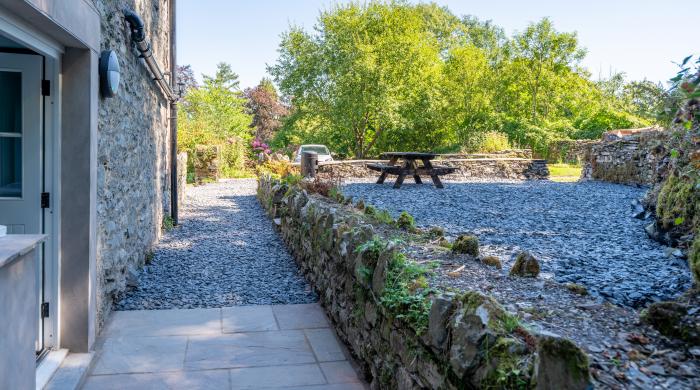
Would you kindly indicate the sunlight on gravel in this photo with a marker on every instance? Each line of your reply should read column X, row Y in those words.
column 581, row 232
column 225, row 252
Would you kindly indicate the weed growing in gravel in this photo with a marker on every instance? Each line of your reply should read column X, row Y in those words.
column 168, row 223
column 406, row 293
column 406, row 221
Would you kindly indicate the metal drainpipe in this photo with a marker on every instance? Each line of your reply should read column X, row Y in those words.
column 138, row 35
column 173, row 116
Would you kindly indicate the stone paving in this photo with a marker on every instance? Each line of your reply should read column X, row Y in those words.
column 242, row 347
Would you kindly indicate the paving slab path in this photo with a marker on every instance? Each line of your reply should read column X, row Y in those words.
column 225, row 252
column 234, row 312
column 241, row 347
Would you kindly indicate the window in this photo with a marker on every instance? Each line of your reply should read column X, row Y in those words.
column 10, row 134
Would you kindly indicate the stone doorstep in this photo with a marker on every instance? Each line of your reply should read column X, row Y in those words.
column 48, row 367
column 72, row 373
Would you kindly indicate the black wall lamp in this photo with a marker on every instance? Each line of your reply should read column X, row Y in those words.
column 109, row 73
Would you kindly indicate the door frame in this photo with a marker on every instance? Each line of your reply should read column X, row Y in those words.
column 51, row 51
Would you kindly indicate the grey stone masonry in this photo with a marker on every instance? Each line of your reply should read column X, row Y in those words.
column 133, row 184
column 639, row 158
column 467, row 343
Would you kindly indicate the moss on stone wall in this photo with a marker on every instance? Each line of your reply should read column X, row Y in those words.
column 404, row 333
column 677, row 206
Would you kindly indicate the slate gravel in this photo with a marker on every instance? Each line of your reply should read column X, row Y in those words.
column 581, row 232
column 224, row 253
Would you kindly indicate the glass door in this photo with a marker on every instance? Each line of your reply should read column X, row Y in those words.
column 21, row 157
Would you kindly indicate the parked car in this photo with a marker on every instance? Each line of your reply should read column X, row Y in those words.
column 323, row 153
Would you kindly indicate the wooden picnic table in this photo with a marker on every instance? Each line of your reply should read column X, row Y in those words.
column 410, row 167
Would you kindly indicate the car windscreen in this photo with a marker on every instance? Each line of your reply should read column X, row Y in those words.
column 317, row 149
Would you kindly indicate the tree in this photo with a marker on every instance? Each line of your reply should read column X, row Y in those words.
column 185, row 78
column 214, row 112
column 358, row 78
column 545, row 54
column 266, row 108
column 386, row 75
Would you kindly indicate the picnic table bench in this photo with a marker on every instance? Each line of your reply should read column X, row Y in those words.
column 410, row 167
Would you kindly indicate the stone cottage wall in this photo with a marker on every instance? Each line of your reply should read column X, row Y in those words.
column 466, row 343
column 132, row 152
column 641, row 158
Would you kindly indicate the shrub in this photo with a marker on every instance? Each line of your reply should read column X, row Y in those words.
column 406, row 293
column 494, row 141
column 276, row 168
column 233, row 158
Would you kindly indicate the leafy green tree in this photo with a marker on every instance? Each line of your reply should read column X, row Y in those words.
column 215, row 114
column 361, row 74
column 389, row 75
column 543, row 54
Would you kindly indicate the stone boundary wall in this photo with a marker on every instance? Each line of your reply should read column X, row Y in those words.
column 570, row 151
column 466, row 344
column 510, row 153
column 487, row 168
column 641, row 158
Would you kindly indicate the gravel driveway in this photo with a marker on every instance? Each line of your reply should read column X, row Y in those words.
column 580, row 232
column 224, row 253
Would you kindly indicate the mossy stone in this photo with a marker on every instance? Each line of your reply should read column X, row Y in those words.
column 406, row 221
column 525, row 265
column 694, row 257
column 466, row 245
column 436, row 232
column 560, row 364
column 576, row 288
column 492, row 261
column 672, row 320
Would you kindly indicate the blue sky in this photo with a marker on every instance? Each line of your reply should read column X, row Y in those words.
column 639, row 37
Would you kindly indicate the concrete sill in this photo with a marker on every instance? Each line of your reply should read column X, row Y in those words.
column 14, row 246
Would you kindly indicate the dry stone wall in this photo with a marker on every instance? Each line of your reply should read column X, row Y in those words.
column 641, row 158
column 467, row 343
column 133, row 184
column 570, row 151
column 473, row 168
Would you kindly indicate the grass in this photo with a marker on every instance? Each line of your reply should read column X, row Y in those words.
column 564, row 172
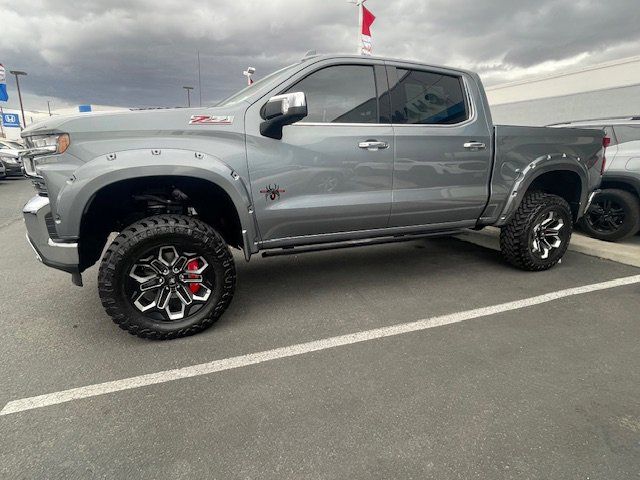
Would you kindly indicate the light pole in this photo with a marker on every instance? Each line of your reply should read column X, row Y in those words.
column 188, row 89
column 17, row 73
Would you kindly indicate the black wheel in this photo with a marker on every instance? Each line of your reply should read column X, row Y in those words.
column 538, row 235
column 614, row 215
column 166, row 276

- Work to be completed: All of the records above should be returned exactly, though the pictures should not.

- Solution below:
Would you kindly indicate the sunlight on gravel in this photo with a marker on every instance? Each line of your reply should read column X, row Y in those words.
column 581, row 232
column 225, row 252
Would you kindly indicate the weed growing in gravel in this photo with a marker on every instance? Each line of your reply should read column X, row Y in those words.
column 168, row 223
column 406, row 293
column 406, row 221
Would you kindly indicate the metal drainpipe in this photo with a marker on every instance? Each line of your reply should read column X, row Y in those words.
column 138, row 35
column 173, row 116
Would you kindly indicate the stone paving in this photo with a marker on every instance? Each line of your reply should read column X, row Y in those words.
column 242, row 347
Would you kindly indicate the paving slab path in this photo with a marker on every instance? Each line of your reply should read column X, row Y in those words.
column 225, row 252
column 234, row 312
column 241, row 347
Would you kindly indicate the window in this photo with a marker on every instance? Each line of your reply should read column X, row Y in those words.
column 10, row 134
Would you kindly indicate the stone doorstep in this photo with a marker on every instance? Each line of your reply should read column X, row Y in those words.
column 48, row 367
column 72, row 373
Would you kindly indicate the black wall lamp in this photo with a marker on every instance? Each line of your reply should read column X, row Y in those words.
column 109, row 73
Would you kindly indicate the door frame in this photo with a marker on every instance? Each line of your reply should read column X, row Y in those words.
column 51, row 51
Would you kindly indicate the grey stone masonry in this photo with a marker on every instance? Each line of your reply should read column X, row Y in those words.
column 133, row 184
column 639, row 158
column 467, row 343
Would you kindly indicate the moss on stone wall in this photo with a marker on every instance? Each line of your reply should read column X, row Y in those words.
column 404, row 333
column 677, row 206
Would you kindly indicate the slate gravel in this photo with a marker on every instance? Each line of your reply should read column X, row Y in those words.
column 581, row 232
column 224, row 253
Would you kindly indicate the glass door in this photo with a marker on every instance? Each line of your reply should read column X, row Y in those words.
column 21, row 157
Would you kindly indicate the parked car in this photo with a marker on every instance? Each line of your reply should read column X, row Y in those words.
column 323, row 153
Would you kindly indicate the wooden picnic table in this photo with a marker on every instance? Each line of your reply should read column X, row Y in those words.
column 410, row 167
Would you kindly indicate the car windscreen in this photo with a marker on every instance? Each line of your reply should read column X, row Y in those words.
column 317, row 149
Would you kindly indicate the tree in this photo with a marker on every instance? Each line of your reply should read column X, row Y in those words.
column 185, row 78
column 214, row 112
column 358, row 78
column 545, row 54
column 266, row 108
column 386, row 75
Would you kindly indicate the picnic table bench in this photo with a marker on every instance? Each line of your reply should read column X, row Y in those words.
column 410, row 167
Would you kindly indicate the stone cottage wall in this photo with a marker on every instance? Each line of your reply should read column X, row Y in those words.
column 466, row 343
column 132, row 152
column 641, row 158
Would you kindly indicate the shrub in this photo with a marker on every instance? Each line of your reply should read column X, row Y in those words.
column 406, row 293
column 494, row 141
column 276, row 168
column 233, row 158
Would you kindly indicate the leafy green tree in this photo with a marker on every instance? Each line of your reply should read column X, row Y in those words.
column 215, row 114
column 361, row 74
column 389, row 75
column 543, row 54
Would you kindly indicate the stone boundary wall in this photo with a marker on every instance? Each line of your reply should read column X, row Y in those words.
column 570, row 151
column 466, row 344
column 510, row 153
column 487, row 168
column 641, row 158
Would you kindly indicate the gravel driveway in this photo with a marker on every instance? Each line of your reply should read column X, row Y in those words.
column 580, row 232
column 224, row 253
Would you kindly indicate the mossy stone in this photo with a marker on every instance? Each line of your reply should read column X, row Y in those words.
column 406, row 221
column 525, row 265
column 694, row 257
column 466, row 245
column 436, row 232
column 560, row 364
column 576, row 288
column 492, row 261
column 672, row 320
Would you kindly indicate the blue sky in this photo with a marker on every instance? Each line of your reply should read column X, row Y in those words.
column 639, row 37
Would you kindly indicate the concrete sill in this photo with a marker on every instance? Each line of your reply should read column X, row Y in those words.
column 14, row 246
Would you kindly indicate the dry stone wall in this photo with a marker on every instance? Each line of your reply should read column X, row Y in those words.
column 641, row 158
column 467, row 343
column 133, row 184
column 570, row 151
column 473, row 168
Would you kindly indicate the grass in this photo with a marker on every instance? Each line of your reply should read column X, row Y in those words.
column 564, row 172
Would you kindly indicate the light pole in this photo with a marker on every instance? Each line of your reply should read column X, row Y in those words.
column 188, row 89
column 17, row 73
Would you kindly indicate the black wheel in this photo with a marker on every instance? Each line of your reply should read column X, row Y in those words.
column 538, row 235
column 614, row 215
column 166, row 276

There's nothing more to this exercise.